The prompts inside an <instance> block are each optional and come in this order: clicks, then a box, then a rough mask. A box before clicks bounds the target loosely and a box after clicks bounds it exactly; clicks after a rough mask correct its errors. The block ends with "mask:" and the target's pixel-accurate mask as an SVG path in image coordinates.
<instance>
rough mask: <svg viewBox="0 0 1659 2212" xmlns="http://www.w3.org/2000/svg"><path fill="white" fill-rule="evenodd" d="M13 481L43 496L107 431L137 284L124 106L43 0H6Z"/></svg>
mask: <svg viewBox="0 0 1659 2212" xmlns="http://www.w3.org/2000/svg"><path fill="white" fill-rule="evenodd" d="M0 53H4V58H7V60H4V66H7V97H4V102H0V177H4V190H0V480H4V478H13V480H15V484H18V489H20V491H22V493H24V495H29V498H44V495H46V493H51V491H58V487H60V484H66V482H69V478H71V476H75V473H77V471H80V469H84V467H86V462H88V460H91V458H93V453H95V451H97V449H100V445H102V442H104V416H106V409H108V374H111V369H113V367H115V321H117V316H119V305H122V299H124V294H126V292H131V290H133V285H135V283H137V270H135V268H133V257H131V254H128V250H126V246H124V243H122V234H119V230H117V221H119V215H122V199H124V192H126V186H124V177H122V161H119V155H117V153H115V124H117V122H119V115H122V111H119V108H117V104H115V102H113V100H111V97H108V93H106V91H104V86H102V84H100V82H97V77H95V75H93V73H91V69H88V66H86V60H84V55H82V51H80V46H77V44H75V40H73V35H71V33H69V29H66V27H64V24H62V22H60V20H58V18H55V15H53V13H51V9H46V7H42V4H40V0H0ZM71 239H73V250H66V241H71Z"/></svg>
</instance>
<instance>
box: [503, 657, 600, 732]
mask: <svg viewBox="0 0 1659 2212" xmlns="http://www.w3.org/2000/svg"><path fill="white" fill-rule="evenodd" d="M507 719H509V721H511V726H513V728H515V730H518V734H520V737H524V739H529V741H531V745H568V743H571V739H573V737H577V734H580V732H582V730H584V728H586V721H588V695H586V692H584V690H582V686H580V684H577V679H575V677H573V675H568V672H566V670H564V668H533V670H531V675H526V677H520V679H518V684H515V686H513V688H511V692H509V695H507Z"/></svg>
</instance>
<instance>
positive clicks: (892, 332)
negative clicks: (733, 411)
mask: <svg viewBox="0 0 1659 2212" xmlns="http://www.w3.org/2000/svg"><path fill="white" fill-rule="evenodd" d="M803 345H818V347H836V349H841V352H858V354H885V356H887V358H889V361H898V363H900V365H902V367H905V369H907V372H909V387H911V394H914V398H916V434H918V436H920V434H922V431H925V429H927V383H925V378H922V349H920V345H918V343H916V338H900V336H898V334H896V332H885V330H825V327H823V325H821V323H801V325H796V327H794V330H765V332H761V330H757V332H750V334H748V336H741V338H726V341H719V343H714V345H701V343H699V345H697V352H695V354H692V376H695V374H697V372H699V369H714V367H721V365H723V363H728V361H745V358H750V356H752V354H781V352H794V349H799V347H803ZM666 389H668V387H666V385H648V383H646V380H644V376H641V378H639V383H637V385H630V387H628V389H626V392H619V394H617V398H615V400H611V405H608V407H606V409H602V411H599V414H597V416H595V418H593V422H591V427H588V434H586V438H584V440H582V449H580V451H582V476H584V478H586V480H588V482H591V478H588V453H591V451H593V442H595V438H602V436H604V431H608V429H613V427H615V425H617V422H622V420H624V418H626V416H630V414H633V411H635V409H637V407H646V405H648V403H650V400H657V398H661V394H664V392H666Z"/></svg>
|---|
→ Brief: What you write must match the records above exactly, line for line.

→ Answer area:
The prompts inside an <instance> block are each optional and come in this order: clicks, then a box, then a rough mask. A box before clicks bounds the target loosely and a box after clicks bounds it exactly; clicks after a rough mask correct its errors. The block ends with "mask:" and the target's pixel-accurate mask as an SVG path in image coordinates.
<instance>
rough mask: <svg viewBox="0 0 1659 2212" xmlns="http://www.w3.org/2000/svg"><path fill="white" fill-rule="evenodd" d="M13 481L43 496L107 431L137 284L124 106L43 0H6Z"/></svg>
mask: <svg viewBox="0 0 1659 2212" xmlns="http://www.w3.org/2000/svg"><path fill="white" fill-rule="evenodd" d="M0 53H4V58H7V60H4V66H7V97H4V102H0V177H4V190H0V480H4V478H13V480H15V484H18V489H20V491H22V493H24V495H29V498H44V495H46V493H51V491H58V487H60V484H66V482H69V478H71V476H75V473H77V471H80V469H84V467H86V462H88V460H91V458H93V453H95V451H97V449H100V445H102V442H104V416H106V409H108V374H111V369H113V367H115V321H117V316H119V305H122V299H124V294H126V292H131V290H133V285H135V283H137V270H135V268H133V257H131V254H128V250H126V246H124V243H122V234H119V230H117V221H119V215H122V199H124V192H126V186H124V177H122V161H119V155H117V153H115V124H117V122H119V115H122V111H119V108H117V104H115V102H113V100H111V97H108V93H106V91H104V86H102V84H100V82H97V77H95V75H93V73H91V69H88V66H86V60H84V55H82V51H80V46H77V44H75V40H73V35H71V33H69V29H66V27H64V24H62V22H60V20H58V18H55V15H53V13H51V9H46V7H42V4H40V0H0ZM71 239H73V250H66V241H71Z"/></svg>
</instance>
<instance>
box: [503, 657, 600, 732]
mask: <svg viewBox="0 0 1659 2212" xmlns="http://www.w3.org/2000/svg"><path fill="white" fill-rule="evenodd" d="M507 719H509V721H511V726H513V728H515V730H518V734H520V737H524V739H529V741H531V745H568V743H571V739H573V737H577V734H580V732H582V730H584V728H586V721H588V695H586V692H584V690H582V686H580V684H577V679H575V677H573V675H568V672H566V670H564V668H533V670H531V675H526V677H520V679H518V684H515V686H513V688H511V692H509V695H507Z"/></svg>
</instance>
<instance>
positive clicks: (892, 332)
negative clicks: (733, 411)
mask: <svg viewBox="0 0 1659 2212" xmlns="http://www.w3.org/2000/svg"><path fill="white" fill-rule="evenodd" d="M803 345H818V347H836V349H841V352H858V354H885V356H887V358H889V361H898V363H900V365H902V367H905V369H907V372H909V387H911V394H914V398H916V434H918V436H920V434H922V431H925V429H927V383H925V378H922V349H920V345H918V343H916V338H900V336H898V334H896V332H885V330H825V327H823V325H821V323H801V325H796V327H794V330H765V332H761V330H757V332H750V334H748V336H741V338H726V341H719V343H714V345H701V343H699V345H697V352H695V354H692V376H695V374H697V372H699V369H714V367H721V365H723V363H728V361H745V358H750V356H752V354H781V352H794V349H799V347H803ZM666 389H668V387H666V385H648V383H646V380H644V376H641V378H639V383H637V385H630V387H628V389H626V392H619V394H617V398H615V400H611V405H608V407H606V409H602V411H599V414H597V416H595V418H593V422H591V427H588V434H586V438H584V440H582V449H580V451H582V476H584V478H586V480H588V482H591V478H588V453H591V451H593V442H595V438H602V436H604V431H608V429H613V427H615V425H617V422H622V420H624V418H626V416H630V414H633V411H635V409H637V407H646V405H648V403H650V400H657V398H661V394H664V392H666Z"/></svg>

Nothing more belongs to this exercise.